Referring expression data
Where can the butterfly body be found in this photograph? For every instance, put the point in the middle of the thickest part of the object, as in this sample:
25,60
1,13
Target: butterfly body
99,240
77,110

[Task description]: Your task is to reproduce each entry exactly.

[Response box]:
Where can the butterfly body be found in this photograph? For every instance, put the point in the middle of the thickest part of the object, as in this sample:
25,60
1,13
Target: butterfly body
99,240
77,110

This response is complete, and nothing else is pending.